■ Objective ■
Starting at the line that contains "Please indicate the white coffee" and ending at the last of the lines, rewrite every line, requests included, multiplying each point coordinate in the answers by 2.45 and rounding to whole numbers (halves round up), with the numbers in the requests left unchanged. Omit the picture from your answer.
[START Data rows]
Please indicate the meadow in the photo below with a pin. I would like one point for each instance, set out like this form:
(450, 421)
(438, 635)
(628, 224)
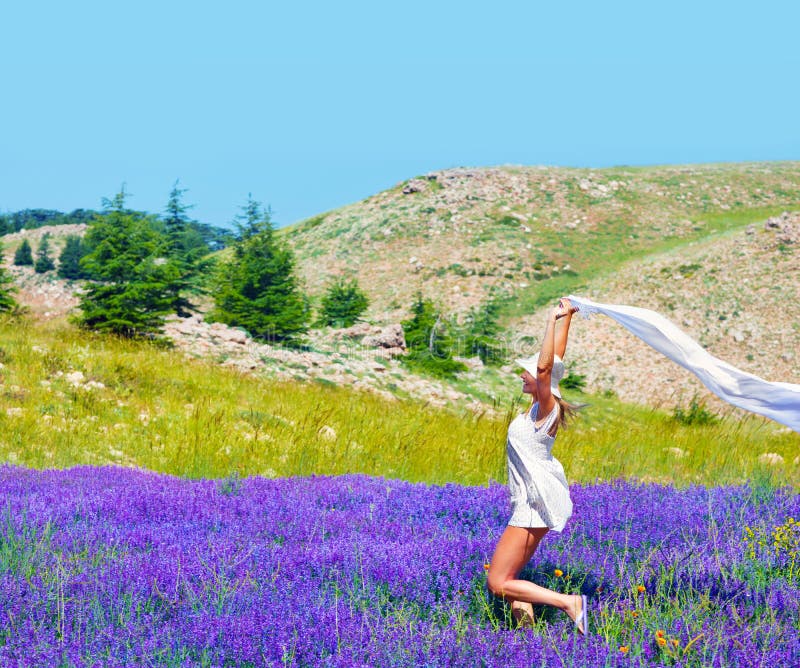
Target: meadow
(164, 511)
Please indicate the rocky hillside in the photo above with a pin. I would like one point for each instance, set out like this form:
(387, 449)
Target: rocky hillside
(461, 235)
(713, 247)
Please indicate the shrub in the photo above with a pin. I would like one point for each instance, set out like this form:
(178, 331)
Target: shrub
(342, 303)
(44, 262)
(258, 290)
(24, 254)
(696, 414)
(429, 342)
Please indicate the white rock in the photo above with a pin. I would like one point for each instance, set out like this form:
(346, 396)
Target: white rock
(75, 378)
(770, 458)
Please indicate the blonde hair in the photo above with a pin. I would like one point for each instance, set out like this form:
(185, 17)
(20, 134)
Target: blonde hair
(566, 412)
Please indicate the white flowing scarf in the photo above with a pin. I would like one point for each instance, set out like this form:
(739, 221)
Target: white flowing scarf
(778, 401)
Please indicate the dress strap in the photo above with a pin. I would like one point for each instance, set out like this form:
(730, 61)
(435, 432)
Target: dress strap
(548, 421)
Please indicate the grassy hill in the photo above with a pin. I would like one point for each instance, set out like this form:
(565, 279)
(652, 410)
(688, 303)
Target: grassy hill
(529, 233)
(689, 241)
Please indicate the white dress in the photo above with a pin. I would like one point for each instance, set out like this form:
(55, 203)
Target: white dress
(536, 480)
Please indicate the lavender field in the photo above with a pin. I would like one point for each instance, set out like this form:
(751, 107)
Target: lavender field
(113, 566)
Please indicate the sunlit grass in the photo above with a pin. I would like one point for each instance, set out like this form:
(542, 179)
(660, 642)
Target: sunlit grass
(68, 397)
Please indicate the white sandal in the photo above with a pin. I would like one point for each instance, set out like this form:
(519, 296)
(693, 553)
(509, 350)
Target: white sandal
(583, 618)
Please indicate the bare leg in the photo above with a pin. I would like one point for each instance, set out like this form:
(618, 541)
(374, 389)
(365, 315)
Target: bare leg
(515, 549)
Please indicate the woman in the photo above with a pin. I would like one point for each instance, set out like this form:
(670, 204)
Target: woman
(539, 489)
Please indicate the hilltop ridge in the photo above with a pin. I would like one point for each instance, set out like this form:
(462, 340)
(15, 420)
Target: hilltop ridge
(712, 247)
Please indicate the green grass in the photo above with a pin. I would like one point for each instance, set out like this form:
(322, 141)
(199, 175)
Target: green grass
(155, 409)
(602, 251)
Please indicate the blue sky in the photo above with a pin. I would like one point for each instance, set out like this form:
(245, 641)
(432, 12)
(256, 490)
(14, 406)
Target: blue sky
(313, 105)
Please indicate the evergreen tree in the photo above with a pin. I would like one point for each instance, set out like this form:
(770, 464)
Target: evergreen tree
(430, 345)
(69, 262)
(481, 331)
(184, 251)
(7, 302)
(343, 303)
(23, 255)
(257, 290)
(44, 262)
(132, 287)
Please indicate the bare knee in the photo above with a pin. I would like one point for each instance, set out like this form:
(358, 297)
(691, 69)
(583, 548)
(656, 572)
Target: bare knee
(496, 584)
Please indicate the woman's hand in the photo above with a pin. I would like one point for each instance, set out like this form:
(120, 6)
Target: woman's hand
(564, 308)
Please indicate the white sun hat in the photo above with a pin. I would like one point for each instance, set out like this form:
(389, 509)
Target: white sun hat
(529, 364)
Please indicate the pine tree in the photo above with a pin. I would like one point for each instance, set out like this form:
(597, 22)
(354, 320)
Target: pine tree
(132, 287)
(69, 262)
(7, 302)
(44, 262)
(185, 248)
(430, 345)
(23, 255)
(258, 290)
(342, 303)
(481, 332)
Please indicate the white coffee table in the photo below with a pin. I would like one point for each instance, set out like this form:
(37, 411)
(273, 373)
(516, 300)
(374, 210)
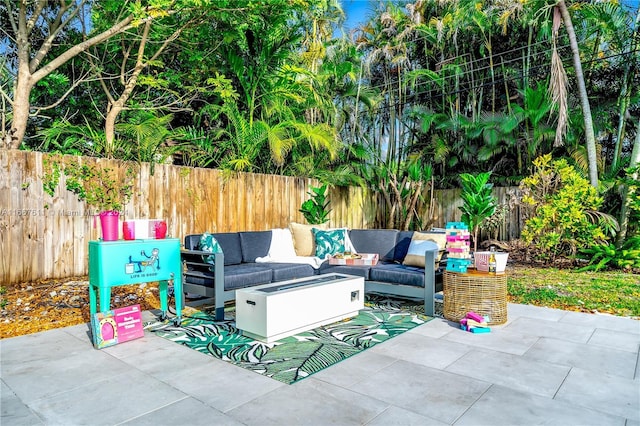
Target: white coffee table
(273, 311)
[END Data rows]
■ The result ■
Please indicate the white coffee table in the photo below with a pin. I would like one point for each instance, set out like this form:
(37, 411)
(273, 373)
(516, 300)
(374, 210)
Target: white coffee table
(669, 762)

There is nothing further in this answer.